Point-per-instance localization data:
---

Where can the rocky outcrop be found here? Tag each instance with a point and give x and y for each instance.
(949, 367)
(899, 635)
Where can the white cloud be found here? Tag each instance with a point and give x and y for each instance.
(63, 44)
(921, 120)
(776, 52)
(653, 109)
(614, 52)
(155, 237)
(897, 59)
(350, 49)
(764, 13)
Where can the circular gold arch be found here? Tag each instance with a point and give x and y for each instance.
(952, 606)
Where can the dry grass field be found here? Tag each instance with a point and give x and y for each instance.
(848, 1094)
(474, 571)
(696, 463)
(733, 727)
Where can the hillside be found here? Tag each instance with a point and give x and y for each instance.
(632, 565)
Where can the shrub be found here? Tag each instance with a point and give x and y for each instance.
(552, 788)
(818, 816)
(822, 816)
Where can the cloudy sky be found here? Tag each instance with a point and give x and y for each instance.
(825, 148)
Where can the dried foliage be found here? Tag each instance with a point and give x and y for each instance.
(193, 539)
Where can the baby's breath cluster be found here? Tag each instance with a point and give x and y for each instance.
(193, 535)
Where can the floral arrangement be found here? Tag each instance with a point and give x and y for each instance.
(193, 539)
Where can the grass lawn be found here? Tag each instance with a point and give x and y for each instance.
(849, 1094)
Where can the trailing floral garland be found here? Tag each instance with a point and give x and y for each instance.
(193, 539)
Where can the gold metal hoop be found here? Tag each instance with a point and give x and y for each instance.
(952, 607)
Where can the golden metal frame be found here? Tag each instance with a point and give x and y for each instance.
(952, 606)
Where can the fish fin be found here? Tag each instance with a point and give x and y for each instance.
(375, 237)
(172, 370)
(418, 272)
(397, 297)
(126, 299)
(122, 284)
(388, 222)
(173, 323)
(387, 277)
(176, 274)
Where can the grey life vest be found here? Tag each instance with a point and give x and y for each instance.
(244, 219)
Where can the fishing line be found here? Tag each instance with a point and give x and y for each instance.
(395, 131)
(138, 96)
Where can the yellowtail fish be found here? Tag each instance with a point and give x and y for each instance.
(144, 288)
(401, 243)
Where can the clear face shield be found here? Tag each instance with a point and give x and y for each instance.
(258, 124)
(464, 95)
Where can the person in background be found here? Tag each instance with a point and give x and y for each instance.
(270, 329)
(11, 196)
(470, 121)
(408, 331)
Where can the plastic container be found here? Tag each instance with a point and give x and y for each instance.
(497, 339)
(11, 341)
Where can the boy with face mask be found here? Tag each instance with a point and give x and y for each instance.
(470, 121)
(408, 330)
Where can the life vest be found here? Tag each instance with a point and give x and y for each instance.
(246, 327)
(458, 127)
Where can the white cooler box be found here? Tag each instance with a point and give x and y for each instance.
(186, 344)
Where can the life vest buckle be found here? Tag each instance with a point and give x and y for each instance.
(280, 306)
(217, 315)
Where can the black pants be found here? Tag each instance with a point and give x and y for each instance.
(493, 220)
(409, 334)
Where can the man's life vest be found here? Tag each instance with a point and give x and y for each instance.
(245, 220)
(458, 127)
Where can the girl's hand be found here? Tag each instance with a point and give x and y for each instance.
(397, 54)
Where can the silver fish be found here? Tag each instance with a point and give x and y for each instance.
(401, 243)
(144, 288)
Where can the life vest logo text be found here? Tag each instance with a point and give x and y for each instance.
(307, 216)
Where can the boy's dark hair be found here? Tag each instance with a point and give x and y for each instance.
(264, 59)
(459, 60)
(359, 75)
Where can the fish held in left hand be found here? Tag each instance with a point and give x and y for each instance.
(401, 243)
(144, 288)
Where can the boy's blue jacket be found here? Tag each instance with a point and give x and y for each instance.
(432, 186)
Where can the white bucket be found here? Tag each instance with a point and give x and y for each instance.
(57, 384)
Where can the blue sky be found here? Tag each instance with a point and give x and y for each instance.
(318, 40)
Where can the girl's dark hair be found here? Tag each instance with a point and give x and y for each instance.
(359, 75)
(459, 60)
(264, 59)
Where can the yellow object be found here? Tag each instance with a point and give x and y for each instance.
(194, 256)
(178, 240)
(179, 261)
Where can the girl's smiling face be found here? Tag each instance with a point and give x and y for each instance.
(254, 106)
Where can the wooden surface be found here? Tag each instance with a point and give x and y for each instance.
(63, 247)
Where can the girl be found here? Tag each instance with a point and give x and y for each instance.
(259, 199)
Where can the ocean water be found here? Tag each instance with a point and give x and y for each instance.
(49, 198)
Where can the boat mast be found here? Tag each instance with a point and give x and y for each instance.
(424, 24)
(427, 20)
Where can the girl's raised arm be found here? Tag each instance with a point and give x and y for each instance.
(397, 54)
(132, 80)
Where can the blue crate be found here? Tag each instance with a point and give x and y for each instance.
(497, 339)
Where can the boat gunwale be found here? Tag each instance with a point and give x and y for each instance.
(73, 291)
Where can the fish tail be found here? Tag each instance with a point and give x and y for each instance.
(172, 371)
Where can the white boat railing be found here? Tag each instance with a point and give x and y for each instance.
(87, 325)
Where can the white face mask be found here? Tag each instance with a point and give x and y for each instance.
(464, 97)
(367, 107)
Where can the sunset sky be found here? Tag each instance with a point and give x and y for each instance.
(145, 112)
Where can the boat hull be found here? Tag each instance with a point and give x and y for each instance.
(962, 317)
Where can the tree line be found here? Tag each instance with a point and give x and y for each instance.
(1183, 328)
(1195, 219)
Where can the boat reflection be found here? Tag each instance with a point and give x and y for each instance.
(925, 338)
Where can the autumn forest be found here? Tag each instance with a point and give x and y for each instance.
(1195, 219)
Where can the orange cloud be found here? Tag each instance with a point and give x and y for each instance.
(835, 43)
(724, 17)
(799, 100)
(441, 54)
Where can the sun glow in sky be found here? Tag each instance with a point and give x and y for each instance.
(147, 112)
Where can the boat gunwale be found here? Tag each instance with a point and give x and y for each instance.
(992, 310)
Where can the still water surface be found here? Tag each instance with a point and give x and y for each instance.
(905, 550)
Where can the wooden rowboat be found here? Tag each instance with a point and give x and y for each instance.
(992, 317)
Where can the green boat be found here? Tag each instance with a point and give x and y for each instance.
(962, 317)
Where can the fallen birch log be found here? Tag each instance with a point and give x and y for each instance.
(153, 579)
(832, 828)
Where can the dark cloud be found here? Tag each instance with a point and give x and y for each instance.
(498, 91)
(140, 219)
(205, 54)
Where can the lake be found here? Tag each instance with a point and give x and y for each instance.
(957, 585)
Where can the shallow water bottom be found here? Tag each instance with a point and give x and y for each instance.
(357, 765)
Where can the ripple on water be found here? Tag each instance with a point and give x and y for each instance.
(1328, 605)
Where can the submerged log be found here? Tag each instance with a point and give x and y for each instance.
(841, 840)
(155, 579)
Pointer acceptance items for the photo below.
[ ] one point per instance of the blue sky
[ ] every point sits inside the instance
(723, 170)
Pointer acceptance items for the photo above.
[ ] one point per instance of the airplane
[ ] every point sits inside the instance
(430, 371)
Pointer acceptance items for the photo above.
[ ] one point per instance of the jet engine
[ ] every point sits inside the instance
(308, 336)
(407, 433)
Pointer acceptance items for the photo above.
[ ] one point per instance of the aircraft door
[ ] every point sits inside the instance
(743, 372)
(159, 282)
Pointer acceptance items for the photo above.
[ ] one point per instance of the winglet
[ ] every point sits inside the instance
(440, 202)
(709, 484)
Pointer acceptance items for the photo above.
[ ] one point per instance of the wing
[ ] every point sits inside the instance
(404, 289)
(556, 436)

---

▸ **Task details**: Nothing may be dropped or altered. Copy every line above.

▸ **Response below**:
Where can the rocky outcrop be found here? Tag each instance with a point and give x and y for each instance.
(949, 367)
(899, 635)
Where can the white cloud be found here? Tag each instance with a point and give x and y for each instance.
(63, 44)
(921, 120)
(776, 52)
(653, 109)
(614, 52)
(155, 237)
(897, 59)
(350, 49)
(764, 13)
Where can the circular gold arch be found here? Tag each instance with a point and give x and y for each instance.
(952, 606)
Where can the dry grass field be found here? Tag each instance with a point and give x and y for each instance.
(848, 1094)
(474, 571)
(696, 463)
(733, 727)
Where can the hillside be found here? Tag each instance with a point and give x and y for each instance.
(632, 565)
Where can the shrub be found here? Tag each instance with a point and give x and y for each instance.
(552, 788)
(818, 816)
(822, 816)
Where can the cloudy sky be found here? Tag each instance with a point and give x and y for each instance.
(825, 148)
Where can the dried foliage be found here? Tag each instance with a point and give x and y for each instance.
(193, 539)
Where can the baby's breath cluster be found here? Tag each instance with a point and give x and y for each instance.
(193, 535)
Where can the floral arrangement be found here? Tag each instance with a point and give x and y for each instance.
(193, 539)
Where can the grass lawn be found here? Tag each instance with a point and give x and y for each instance.
(849, 1094)
Where can the trailing floral garland be found here? Tag each instance with a point and give x and y for each instance.
(193, 539)
Where can the gold metal hoop be found here? Tag each instance with a point and give x and y for each instance.
(952, 607)
Where can the golden metal frame be found here? Tag each instance with a point and give x and y for each instance.
(952, 606)
Where can the fish fin be found here? Tag each instance with a point and give x and y for each instance.
(375, 237)
(172, 370)
(418, 272)
(397, 297)
(126, 299)
(122, 284)
(388, 222)
(173, 323)
(387, 277)
(176, 274)
Where can the grey life vest be found here? Tag each instance with a point and give x and y for each instance.
(244, 219)
Where can the fishing line be found here? Tag each instance with a point and give x and y for each instance.
(395, 131)
(138, 96)
Where can the yellowtail fish be found here? Tag each instance with a point and give x and y for each instance.
(144, 288)
(401, 243)
Where can the clear face shield be found here? Tag each instance with a point and give x and y for each instance.
(258, 124)
(464, 95)
Where can the person in background be found here? Tag each instance with a point and give x and y for each instance.
(270, 329)
(11, 196)
(470, 121)
(408, 331)
Where can the plastic container be found here? Tag each instance with a point and give x and y for each instance.
(497, 339)
(11, 341)
Where can the boy with face mask be found here? Tag each instance with a point and give x and y for each instance.
(470, 121)
(408, 330)
Where can the life vest be found here? Tag each instance with a point and give x and y for each instance.
(246, 327)
(458, 127)
Where can the white cooler box be found here? Tag each instance with a point and give x and y for each instance.
(186, 344)
Where can the life vest buckle be found here? Tag each instance with a point and give x and y for each instance.
(280, 306)
(217, 315)
Where can the black pants be found here? Tag each instance with a point and give x and y for each instance.
(493, 220)
(409, 334)
Where can the man's life vest be found here? Tag each instance with a point and give x and y for each instance.
(245, 220)
(458, 127)
Where can the girl's hand be found here? Tag each instance with a point and give x and y for each instance.
(397, 54)
Where can the silver fish be found here? Tag each instance with a point and give x and y for each instance.
(401, 243)
(144, 288)
Where can the life vest logo text be found here? Tag each instance with a point and give x and y for each instance.
(307, 216)
Where can the boy's dark hair be found here? Tag each instance with a point and give x and y for each instance.
(264, 59)
(459, 60)
(359, 75)
Where can the fish held in left hand be found here? Tag each instance with a point and give x and y for each instance.
(401, 243)
(144, 288)
Where can the boy's blue jacket be found here? Tag each instance with a point and give x and y for each instance.
(432, 186)
Where can the white bucket be found here? Tag each instance with a point and give x and y for each instance.
(57, 384)
Where can the blue sky be found here? Tag each instance with a point and give x and y for each instance.
(318, 40)
Where can the girl's dark hair be found here? Tag each instance with a point and give x and y for each instance.
(359, 75)
(459, 60)
(264, 59)
Where can the yellow object be found here? Tag each instance with a point and give x and y for each instance.
(194, 256)
(178, 240)
(179, 261)
Where can the girl's smiling face be found here? Tag each instance with a point and give x and y for each instance.
(254, 106)
Where can the wooden surface be found here? Tag each instance with a point and give x and y for each instance.
(63, 247)
Where can the girl be found here? Tag each instance with a point and give x and y for each instance.
(259, 199)
Where can the ocean water be found here? Tag each instance with a point and give x and y for each instance.
(49, 198)
Where can the boat mast be found here? Tag each instance with a point and give x and y for each instance.
(424, 24)
(427, 20)
Where can the girl's raised arm be found here? Tag each instance with a point and give x and y for each instance.
(397, 54)
(132, 80)
Where can the blue crate be found here? Tag each instance with a point and give x and y for each instance.
(497, 339)
Where can the boat gunwale be found here? Tag each instance with a point and give x and y for each instance.
(73, 291)
Where can the fish tail be found here? Tag each instance with a point and give x and y for each instance.
(172, 371)
Where can the white boat railing be found here? Tag each instance with a point and give x and y for each instance.
(87, 325)
Where can the white face mask be found here? Tag each instance with a point and give x and y for each instance.
(464, 97)
(367, 107)
Where can the sunset sky be found here? Tag each instance with a point and give x and y for each instance.
(145, 112)
Where can the boat hull be found here? Tag each instance with a point and give x and y for each instance.
(962, 317)
Where can the tree line be found here? Tag each instance with a point and give x and y for each instance.
(1183, 328)
(1195, 219)
Where can the boat reflection be found here? Tag each instance with a point and give x and y for each instance.
(925, 338)
Where can the autumn forest be found here? Tag each instance with a point and give x and y for each instance.
(1195, 219)
Where can the orange cloud be found here? Tag each instance with a point and give x and y for each instance.
(835, 43)
(724, 17)
(799, 100)
(441, 54)
Where can the sun glow in sky be found here? Tag each instance with a point and give x and y for each instance.
(147, 112)
Where can the boat gunwale be found here? Tag each instance with a point and give x and y for each instance.
(992, 310)
Where can the still water surface be found here? Tag each instance with a point and give x and y for each instance.
(905, 550)
Where can the wooden rowboat be found here? Tag each instance with a point and give x and y for each instance.
(992, 317)
Where can the green boat be found here? Tag each instance with a point and give x and y for each instance.
(962, 317)
Where can the fallen birch log be found here? Tag each instance with a point and give x and y for each instance.
(153, 579)
(832, 828)
Where can the dark cloud be found here? Tag each instance with a point and give x and y for each instance.
(498, 91)
(140, 219)
(205, 54)
Where can the lake be found here? Tag each instance with a point and give x and y for each instance.
(957, 585)
Where can the shallow water bottom be found here? Tag each instance with a point and give x and y for each instance.
(357, 765)
Where can the ripple on water be found here? Tag each instance with a point and give x and y for each instance.
(1328, 605)
Where can the submerged log be found here? Tag each instance with a point and give x and y for each instance.
(841, 840)
(155, 579)
Pointer acceptance items for the photo below.
[ ] one point per instance of the blue sky
[ ] every point sits inside the instance
(723, 170)
Pointer acceptance items for the photo above.
[ ] one point per instance of the airplane
[ ] every point sits inside the instance
(430, 371)
Pointer acceptance items for the photo above.
[ ] one point per instance of the jet engine
[ ] every point sits inside the instance
(308, 336)
(407, 433)
Pointer acceptance items for the photo above.
[ ] one point per instance of the aircraft door
[ ] every point sits inside the instance
(743, 372)
(159, 282)
Pointer acceptance items for the photo above.
[ ] one point per instance of the winglet
[ ] every point sits inside the instance
(440, 202)
(709, 484)
Pointer acceptance items for the photo above.
[ ] one point per instance of the wing
[ ] every point sits inside the instance
(404, 289)
(556, 436)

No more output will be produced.